**What you should do:** All of the data must be printed exactly; please include every line.

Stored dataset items

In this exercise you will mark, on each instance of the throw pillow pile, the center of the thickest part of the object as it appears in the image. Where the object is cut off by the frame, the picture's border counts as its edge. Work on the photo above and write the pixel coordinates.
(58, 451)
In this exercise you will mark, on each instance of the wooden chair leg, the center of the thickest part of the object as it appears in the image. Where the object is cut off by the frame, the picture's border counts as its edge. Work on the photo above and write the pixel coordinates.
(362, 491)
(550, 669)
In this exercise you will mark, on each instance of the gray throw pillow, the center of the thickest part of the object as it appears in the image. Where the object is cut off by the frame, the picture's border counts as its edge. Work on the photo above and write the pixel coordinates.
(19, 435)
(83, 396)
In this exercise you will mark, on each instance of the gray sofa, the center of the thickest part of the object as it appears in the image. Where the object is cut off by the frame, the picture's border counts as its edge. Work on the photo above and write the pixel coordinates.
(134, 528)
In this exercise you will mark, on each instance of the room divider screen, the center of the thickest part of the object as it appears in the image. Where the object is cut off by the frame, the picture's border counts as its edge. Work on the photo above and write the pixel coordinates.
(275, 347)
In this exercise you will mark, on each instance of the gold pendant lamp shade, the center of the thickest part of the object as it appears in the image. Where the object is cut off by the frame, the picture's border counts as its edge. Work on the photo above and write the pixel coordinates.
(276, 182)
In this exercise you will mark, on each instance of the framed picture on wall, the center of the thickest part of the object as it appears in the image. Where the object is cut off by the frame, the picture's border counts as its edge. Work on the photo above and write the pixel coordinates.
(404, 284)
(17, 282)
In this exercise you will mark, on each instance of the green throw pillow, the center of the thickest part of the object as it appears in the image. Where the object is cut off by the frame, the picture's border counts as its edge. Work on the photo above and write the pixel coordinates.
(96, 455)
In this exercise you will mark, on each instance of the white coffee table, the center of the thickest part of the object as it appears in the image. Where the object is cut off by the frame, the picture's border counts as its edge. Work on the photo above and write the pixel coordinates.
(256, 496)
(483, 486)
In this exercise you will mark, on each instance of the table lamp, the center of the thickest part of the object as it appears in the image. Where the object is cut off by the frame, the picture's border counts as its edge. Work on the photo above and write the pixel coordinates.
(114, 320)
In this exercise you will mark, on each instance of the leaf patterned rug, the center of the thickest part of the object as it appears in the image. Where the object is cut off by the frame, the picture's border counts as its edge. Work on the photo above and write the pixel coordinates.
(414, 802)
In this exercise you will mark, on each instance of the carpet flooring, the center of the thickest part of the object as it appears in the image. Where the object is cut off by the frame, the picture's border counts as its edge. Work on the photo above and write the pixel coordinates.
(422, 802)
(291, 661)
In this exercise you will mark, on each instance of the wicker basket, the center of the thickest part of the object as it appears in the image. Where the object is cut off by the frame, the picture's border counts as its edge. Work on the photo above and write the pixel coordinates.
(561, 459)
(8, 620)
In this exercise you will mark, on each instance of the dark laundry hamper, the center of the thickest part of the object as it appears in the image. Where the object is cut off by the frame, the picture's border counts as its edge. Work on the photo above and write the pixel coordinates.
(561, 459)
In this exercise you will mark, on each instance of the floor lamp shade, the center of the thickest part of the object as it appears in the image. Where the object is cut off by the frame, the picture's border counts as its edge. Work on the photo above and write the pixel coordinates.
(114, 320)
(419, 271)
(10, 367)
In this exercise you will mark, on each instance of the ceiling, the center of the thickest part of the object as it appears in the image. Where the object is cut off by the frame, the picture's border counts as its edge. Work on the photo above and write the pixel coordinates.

**Completed exercise:**
In this exercise you will mark, on each instance of the throw pillow pile, the center of the thickest part of the object as it appears in the image. Where the object is cut off by the frame, the picture's border counts as its edge. Work on the photo above and write the pixel coordinates.
(58, 451)
In this exercise you will mark, on each instance of the wooden chair leg, the center of the thickest part of the object as it appears in the image. Where the object is cut off by the frame, the picture's border counts as its edge. Work on the photo above and write the pixel coordinates.
(362, 491)
(550, 669)
In this exercise you will mark, on each instance of the gray throw pillow, the center of the thickest part of the object as it appears in the image. Where the object is cut off by the frame, the picture's border counts as its edge. Work on the photo above and write the pixel coordinates.
(19, 435)
(83, 396)
In this exercise you will mark, on each instance of the gray sofa, the center of the thickest part of the object as it appears in the image. Where the object is cut off by the frame, the picture's border counts as its edge. Work on the photo above and write the pixel coordinates.
(134, 528)
In this exercise you will mark, on each instance of the room divider screen, the center of the thickest part of the object as it appears in the image. Where the object is cut off by the frame, the picture's border counts as its edge. Work on the photo above and write the pixel coordinates.
(275, 347)
In this exercise you will mark, on each instance of the gold pendant lamp shade, the center of the thickest part of the object as it appears in the image. Where the object is cut off by the frame, the picture's border counts as its edge. Work on the photo above and write the pixel coordinates.
(276, 182)
In this exercise you will mark, on each instance of the framed picture on wall, the center of the thickest part of the object as it appears in the image. Where the object is cut off by the frame, the picture's border counts as its edge. Work on the photo above and write the pixel coordinates.
(404, 284)
(17, 282)
In this exercise you will mark, on each instance of the green throw pillow, the center of the thickest part of the object as it appears in the image. Where the object is cut off by the frame, the picture's border counts as its edge. Work on the photo above and write the pixel coordinates.
(96, 455)
In this exercise you will mark, on each instance of the white coffee table, the center of the thickest part of the object as it appears in the image. Where the object is cut off by the frame, the picture's border counts as its edge. Work on the photo above and write the pixel coordinates.
(256, 496)
(483, 486)
In this exercise you will mark, on each instance of the table lamp, the center of the thickest part of the object as it appears in the image. Where the object is cut off by the frame, the picture's border counts as its edge. Work on the photo above and write the pixel coordinates.
(114, 320)
In this exercise you will mark, on each instance of the leaf patterned rug, the center of the thickest part of the object as it appears in the image. Where the object is cut off by the frame, the picture's border counts as its edge. Work on the photo above and write the pixel coordinates.
(414, 802)
In this exercise you will mark, on each instance of the carpet flooring, the center of the thickest part of the object as it appears in the image. Where the object is cut off by the frame, the picture's border counts as its edge. Work on the photo above and write the pixel coordinates.
(422, 802)
(291, 661)
In this exercise you will mark, on each instance of the wicker basket, the center of the thickest part of the object as it appears in the image. Where the object is cut off by the frame, the picture's border counts as its edge. Work on the photo above and write the pixel coordinates.
(561, 459)
(8, 620)
In this exercise you will mark, on each instance of the dark laundry hamper, the center of the thickest part of the object as it appears in the image. Where the object is cut off by the frame, the picture's border counts as its edge. Work on the photo above and write the pixel coordinates.
(561, 459)
In this exercise you will mark, on each instance of the floor lamp shade, the center of the thickest part of the object as it appears in the image. Where the object is cut off by the frame, the picture's border counts as its edge. Work on the photo above and write the pixel coordinates.
(114, 320)
(419, 271)
(10, 367)
In this exercise you will mark, on each instance of the ceiling, the center of the thickest part of the object as it appears in the image. Where the object is cut off by the frame, the picture's border counts as its edge. Work on the photo above and write the pixel coordinates.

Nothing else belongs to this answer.